*WRITTEN INSTRUCTION A*
Turn the rows between the line holding "Task: Where can the vintage" and the line holding "x=39, y=126", inclusive, into a numbered list, leaving out any blank lines.

*TEXT PROVIDED*
_____

# Thoughts on UGA/USCe.....



## Sugar HillDawg (Sep 7, 2014)

OK guys, I'm gonna tell you what I think ( I know y'all been waiting).I don't see how the Yardbirds keep up with us on Saturday.After watching their lackluster line play from both sides of the ball ,I'm not worried about them stopping whatever we wanna do.I know Spurrier is a great coach but he ain't playing.There is a dearth of talent over there and it will become PAINFULLY evident for the Poultryphiles on Saturday.Just saying..


----------



## bruiserbuckgrower (Sep 7, 2014)

I just hope we don't get embarrassed


----------



## Buford_Dawg (Sep 7, 2014)

*As of late...*

We have not had much success in Columbia.  I think it will be a close game, but afraid to think it will be easy.  Spurrier hates UGA and will pull out all the tricks.  Hopefully, UGA pulls it out, I don't have high hopes.  I do think UGA is a better team, but who know the outcome.


----------



## Sugar HillDawg (Sep 7, 2014)

_____

*EXTRACTED INFORMATION*
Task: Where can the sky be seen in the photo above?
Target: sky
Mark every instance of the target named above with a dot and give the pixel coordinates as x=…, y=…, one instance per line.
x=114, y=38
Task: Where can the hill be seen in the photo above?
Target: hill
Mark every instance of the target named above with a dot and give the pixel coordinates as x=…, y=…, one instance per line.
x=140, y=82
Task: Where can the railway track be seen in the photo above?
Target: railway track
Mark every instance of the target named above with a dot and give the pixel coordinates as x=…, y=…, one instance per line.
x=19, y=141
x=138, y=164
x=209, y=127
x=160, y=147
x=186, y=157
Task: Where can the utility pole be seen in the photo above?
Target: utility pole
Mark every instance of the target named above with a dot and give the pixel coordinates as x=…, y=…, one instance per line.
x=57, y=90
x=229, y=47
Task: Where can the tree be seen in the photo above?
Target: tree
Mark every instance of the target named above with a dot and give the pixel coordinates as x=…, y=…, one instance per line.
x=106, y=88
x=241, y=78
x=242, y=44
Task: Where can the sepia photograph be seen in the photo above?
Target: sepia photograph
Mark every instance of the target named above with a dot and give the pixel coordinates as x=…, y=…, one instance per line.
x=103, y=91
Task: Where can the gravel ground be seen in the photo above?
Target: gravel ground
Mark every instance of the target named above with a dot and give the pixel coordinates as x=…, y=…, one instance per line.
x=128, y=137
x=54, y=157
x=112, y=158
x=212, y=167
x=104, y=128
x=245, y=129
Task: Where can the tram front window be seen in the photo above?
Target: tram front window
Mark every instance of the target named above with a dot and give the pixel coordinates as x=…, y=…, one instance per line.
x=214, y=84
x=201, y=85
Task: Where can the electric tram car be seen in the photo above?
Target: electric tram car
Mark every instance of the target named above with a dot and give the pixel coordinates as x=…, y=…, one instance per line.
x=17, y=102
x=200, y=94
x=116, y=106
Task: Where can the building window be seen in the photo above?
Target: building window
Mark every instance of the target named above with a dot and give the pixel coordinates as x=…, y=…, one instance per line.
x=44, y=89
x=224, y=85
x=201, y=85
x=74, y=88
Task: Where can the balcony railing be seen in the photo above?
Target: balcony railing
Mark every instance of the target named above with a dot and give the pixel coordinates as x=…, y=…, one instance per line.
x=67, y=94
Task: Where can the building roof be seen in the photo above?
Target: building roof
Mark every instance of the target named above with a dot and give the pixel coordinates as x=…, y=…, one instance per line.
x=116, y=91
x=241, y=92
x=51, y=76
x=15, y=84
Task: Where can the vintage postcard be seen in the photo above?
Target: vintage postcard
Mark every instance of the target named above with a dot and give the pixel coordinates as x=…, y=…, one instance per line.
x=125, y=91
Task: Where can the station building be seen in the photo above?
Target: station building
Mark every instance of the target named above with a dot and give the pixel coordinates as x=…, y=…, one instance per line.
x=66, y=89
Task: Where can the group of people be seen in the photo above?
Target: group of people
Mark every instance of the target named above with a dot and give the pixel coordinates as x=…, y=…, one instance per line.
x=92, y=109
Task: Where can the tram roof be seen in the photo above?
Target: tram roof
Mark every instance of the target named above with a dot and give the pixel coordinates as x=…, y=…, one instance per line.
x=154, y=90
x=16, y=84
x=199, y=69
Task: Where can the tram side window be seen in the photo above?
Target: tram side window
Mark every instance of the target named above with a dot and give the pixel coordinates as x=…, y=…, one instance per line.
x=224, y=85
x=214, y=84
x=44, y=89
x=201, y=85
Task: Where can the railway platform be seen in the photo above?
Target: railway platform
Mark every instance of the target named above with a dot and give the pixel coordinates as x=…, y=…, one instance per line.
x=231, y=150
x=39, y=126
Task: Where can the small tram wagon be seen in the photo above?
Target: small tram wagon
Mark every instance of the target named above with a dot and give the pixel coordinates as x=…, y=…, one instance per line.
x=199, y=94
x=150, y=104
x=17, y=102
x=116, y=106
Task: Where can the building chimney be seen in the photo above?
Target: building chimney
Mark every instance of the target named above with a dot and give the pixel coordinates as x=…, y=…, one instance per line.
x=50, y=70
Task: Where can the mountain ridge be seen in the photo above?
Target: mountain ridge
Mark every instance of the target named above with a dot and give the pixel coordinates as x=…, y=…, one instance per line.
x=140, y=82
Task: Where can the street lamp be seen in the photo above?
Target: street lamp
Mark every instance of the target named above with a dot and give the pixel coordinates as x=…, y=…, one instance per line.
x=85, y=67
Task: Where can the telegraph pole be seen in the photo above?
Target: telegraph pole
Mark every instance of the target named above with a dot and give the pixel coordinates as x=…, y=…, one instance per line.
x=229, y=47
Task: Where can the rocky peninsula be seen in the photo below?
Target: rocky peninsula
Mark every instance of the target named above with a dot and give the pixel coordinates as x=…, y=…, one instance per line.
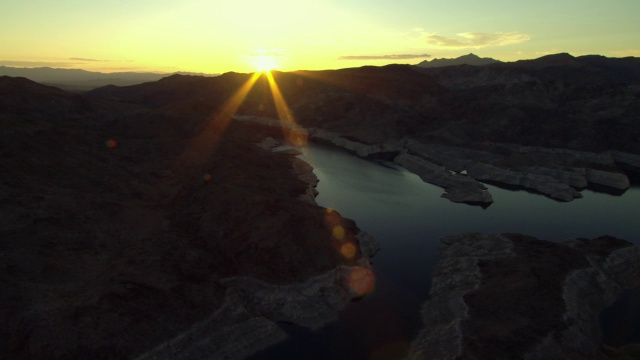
x=511, y=296
x=133, y=232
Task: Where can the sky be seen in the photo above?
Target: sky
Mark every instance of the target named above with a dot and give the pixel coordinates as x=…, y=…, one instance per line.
x=212, y=36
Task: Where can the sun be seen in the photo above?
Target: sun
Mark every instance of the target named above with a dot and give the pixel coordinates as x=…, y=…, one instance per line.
x=265, y=63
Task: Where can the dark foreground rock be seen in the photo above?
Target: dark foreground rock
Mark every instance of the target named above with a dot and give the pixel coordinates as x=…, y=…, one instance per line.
x=135, y=232
x=510, y=296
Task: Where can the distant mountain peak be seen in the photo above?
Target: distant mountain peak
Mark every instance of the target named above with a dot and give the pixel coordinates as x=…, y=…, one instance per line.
x=469, y=59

_____

*WRITTEN INSTRUCTION B*
Edit the forum thread's passage between "I just hope" and "know the outcome.", inclusive, so that "Columbia" is replaced by "Athens".

*FINAL RESULT A*
1. Task: Where can the vintage postcard be seen in the photo above?
2. Target: vintage postcard
3. Mark every instance of the target named above with a dot and give the pixel coordinates as x=…, y=…, one instance per line.
4. x=125, y=91
5. Task: Where can the station building be seen in the photo above?
6. Target: station building
7. Mark every instance of the target named above with a dot and give the pixel coordinates as x=…, y=…, one instance per line.
8. x=66, y=89
9. Task: Where can the group of people be seen in the photo above?
10. Target: group of people
11. Mark every instance of the target named above with a dot and give the pixel coordinates as x=…, y=…, one instance per line.
12. x=92, y=109
13. Task: Where can the tram roof be seen in the photo above?
14. Target: tram roof
15. Mark every instance of the target named above with a dot and give the pixel coordinates as x=…, y=…, one instance per line.
16. x=154, y=90
17. x=16, y=84
18. x=199, y=69
19. Task: Where can the tram side window be seen in the photo above?
20. Target: tram side window
21. Mark every instance of the target named above with a dot and give the pixel coordinates as x=…, y=…, one instance per line.
22. x=224, y=85
23. x=214, y=84
24. x=44, y=89
25. x=201, y=85
26. Task: Where can the railway platform be seen in the photo above?
27. Target: railway platform
28. Mark every instance of the target named above with a dot and give the pixel coordinates as x=…, y=…, one instance per line.
29. x=231, y=150
30. x=39, y=126

*FINAL RESULT B*
I just hope we don't get embarrassed


----------



## Buford_Dawg (Sep 7, 2014)

*As of late...*

We have not had much success in Athens.  I think it will be a close game, but afraid to think it will be easy.  Spurrier hates UGA and will pull out all the tricks.  Hopefully, UGA pulls it out, I don't have high hopes.  I do think UGA is a better team, but who know the outcome.